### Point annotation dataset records
———
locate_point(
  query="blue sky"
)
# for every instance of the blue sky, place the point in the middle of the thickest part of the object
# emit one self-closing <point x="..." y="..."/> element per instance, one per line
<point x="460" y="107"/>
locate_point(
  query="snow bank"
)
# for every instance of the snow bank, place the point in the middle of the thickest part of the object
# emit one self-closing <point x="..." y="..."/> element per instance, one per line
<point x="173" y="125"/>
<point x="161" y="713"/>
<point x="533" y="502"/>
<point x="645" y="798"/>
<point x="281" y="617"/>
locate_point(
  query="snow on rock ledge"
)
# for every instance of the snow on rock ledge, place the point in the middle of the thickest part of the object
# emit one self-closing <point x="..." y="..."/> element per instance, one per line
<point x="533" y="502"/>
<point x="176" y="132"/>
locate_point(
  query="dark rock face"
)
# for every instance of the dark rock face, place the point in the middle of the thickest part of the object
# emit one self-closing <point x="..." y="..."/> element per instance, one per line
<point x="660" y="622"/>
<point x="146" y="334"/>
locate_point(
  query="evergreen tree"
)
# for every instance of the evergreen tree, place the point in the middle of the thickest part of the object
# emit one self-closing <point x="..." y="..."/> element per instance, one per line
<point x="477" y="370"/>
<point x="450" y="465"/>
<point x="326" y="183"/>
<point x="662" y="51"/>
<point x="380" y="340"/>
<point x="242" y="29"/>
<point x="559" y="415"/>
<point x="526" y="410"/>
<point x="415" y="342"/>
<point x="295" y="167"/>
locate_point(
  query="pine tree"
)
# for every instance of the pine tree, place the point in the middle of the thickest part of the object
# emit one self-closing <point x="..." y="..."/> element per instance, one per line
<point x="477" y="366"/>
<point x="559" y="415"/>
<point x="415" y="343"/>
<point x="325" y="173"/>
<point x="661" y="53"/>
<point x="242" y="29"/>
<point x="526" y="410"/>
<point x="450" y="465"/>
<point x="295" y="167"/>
———
### GIVEN INSTRUCTION
Give the listing above again, word for word.

### THE ANSWER
locate_point(
  query="blue sky"
)
# for every instance of the blue sky, place the point in the middle of the thickest part of the object
# emit one self-closing <point x="..." y="..."/> element per instance, one per line
<point x="460" y="107"/>
locate_point(
  query="snow bank"
)
# for every instance of the snow bank, place the point in the middle of the thickest part of the object
# emit one self-closing <point x="..." y="..."/> element per instance, one per line
<point x="173" y="125"/>
<point x="161" y="713"/>
<point x="533" y="502"/>
<point x="645" y="798"/>
<point x="281" y="617"/>
locate_point(
  query="snow on rock ledge"
)
# for every instance of the snow on rock ledge, place the point in the middle of the thickest part of the object
# emit one self-closing <point x="..." y="..."/> element per instance, one per line
<point x="533" y="502"/>
<point x="176" y="132"/>
locate_point(
  query="dark rock face"
)
# for every instance of the dark rock face, place the point in the middle of the thickest part of the object
# emit one self-closing <point x="..." y="..."/> element per instance, one per line
<point x="660" y="622"/>
<point x="146" y="334"/>
locate_point(
  query="evergreen tree"
)
# for every instance of the evergreen tree, place the point in the middle of the thickest part of the object
# emit one self-closing <point x="..." y="..."/> element per instance, one per line
<point x="477" y="370"/>
<point x="450" y="465"/>
<point x="326" y="183"/>
<point x="662" y="51"/>
<point x="380" y="340"/>
<point x="242" y="29"/>
<point x="559" y="415"/>
<point x="526" y="410"/>
<point x="415" y="342"/>
<point x="295" y="167"/>
locate_point(
  query="pine tree"
)
# for every instance of the pine tree, place the point in the middle of the thickest part of the object
# emit one self-closing <point x="..." y="..."/> element per instance, one per line
<point x="477" y="366"/>
<point x="559" y="415"/>
<point x="415" y="343"/>
<point x="325" y="173"/>
<point x="661" y="53"/>
<point x="242" y="29"/>
<point x="526" y="410"/>
<point x="450" y="465"/>
<point x="295" y="167"/>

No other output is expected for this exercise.